- [Material]:
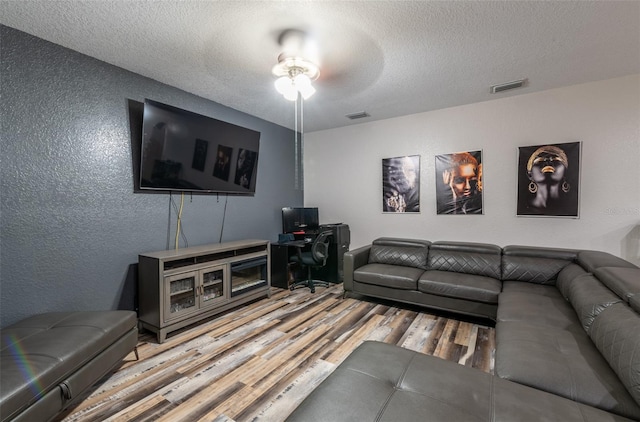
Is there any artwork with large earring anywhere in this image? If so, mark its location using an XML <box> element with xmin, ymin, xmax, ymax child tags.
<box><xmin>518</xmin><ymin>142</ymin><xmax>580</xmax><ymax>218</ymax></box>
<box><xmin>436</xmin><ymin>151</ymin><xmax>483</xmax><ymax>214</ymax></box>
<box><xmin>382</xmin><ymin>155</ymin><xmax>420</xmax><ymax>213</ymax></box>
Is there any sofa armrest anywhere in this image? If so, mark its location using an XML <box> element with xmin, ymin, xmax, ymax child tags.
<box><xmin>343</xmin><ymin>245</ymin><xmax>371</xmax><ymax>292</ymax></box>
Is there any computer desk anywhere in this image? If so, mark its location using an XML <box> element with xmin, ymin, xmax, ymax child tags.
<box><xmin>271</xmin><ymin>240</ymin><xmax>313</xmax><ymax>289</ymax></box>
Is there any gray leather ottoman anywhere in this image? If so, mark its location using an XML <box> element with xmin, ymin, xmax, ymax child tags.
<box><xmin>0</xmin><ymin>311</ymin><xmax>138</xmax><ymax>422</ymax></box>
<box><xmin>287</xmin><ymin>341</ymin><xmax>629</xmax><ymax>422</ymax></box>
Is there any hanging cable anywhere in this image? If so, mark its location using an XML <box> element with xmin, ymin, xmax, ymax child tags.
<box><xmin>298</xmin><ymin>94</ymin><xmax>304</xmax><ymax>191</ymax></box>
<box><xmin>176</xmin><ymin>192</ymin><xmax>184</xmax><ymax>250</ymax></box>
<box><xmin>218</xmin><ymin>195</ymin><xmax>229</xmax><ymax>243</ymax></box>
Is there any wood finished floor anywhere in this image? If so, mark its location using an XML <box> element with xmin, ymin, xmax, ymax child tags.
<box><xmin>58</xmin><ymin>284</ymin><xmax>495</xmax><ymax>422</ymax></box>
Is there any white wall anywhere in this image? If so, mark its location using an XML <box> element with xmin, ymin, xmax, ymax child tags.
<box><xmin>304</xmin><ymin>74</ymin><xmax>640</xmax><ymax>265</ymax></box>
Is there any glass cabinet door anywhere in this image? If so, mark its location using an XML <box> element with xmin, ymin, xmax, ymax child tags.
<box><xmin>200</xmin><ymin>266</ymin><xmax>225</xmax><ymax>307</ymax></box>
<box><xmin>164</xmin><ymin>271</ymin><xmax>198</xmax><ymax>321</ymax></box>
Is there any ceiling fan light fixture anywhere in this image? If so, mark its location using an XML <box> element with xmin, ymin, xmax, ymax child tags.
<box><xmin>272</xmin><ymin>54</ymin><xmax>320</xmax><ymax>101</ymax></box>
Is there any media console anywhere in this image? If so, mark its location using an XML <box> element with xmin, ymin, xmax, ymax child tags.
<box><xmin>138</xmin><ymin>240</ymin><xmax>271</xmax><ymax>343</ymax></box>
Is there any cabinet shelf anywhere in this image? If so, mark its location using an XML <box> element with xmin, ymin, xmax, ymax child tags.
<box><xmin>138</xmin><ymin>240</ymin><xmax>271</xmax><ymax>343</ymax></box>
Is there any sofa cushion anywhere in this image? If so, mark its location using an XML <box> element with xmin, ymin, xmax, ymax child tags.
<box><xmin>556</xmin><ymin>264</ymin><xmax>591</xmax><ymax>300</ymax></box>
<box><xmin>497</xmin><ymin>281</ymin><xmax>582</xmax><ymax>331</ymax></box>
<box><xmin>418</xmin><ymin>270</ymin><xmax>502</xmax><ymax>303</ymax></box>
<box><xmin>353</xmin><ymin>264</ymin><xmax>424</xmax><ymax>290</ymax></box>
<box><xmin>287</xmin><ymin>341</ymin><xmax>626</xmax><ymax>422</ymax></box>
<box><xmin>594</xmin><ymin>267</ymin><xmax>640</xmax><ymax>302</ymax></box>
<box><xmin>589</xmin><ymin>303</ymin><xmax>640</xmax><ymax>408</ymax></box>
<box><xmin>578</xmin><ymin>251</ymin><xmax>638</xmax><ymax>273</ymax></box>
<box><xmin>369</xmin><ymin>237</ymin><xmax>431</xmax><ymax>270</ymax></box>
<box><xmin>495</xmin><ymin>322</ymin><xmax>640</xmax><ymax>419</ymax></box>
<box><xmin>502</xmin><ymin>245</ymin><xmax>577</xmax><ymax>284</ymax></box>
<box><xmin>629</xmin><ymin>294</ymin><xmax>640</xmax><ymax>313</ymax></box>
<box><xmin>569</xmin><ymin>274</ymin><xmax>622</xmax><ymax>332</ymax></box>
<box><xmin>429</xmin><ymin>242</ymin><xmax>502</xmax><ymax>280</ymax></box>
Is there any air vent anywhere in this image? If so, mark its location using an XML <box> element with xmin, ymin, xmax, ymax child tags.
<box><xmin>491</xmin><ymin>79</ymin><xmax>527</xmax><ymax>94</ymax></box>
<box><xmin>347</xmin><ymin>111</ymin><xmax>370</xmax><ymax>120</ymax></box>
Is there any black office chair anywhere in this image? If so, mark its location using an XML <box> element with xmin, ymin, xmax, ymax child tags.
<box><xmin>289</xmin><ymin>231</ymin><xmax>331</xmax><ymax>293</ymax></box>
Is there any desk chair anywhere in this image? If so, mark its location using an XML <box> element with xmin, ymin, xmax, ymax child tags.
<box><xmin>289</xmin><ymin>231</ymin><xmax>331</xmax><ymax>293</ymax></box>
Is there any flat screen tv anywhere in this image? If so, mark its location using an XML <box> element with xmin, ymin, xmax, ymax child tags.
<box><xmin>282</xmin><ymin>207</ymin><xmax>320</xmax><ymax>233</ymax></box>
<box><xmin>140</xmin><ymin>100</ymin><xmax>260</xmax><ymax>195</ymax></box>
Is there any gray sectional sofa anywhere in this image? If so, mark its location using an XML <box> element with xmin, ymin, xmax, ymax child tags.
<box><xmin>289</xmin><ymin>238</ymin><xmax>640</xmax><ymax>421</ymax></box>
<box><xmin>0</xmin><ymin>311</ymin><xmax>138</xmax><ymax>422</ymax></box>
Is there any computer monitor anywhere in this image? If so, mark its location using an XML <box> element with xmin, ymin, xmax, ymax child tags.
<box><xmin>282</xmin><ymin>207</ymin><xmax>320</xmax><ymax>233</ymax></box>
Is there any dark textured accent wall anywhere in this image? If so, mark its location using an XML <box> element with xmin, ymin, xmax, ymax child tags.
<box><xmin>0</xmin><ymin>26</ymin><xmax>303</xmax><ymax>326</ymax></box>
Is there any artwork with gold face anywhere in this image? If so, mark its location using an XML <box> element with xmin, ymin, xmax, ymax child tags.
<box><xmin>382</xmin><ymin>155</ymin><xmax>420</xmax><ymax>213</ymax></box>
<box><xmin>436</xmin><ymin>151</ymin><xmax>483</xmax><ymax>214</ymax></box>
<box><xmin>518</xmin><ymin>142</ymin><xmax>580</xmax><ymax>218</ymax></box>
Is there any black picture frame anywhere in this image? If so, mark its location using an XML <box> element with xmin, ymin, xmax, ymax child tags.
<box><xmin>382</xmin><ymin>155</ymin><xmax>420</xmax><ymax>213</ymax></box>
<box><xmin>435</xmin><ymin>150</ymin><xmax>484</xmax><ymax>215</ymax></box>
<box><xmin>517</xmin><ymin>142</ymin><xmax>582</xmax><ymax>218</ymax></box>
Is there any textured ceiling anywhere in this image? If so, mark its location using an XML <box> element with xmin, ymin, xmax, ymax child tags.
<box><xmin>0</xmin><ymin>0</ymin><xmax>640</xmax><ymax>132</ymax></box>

==

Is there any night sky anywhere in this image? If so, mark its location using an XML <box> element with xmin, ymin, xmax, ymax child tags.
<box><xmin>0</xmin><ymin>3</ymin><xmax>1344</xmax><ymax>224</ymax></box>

- [Task directions]: Count the lines of the data above that contain the string "ceiling", treating uppercase and lowercase as different. Reply with the number only.

- [Finished exercise]: 2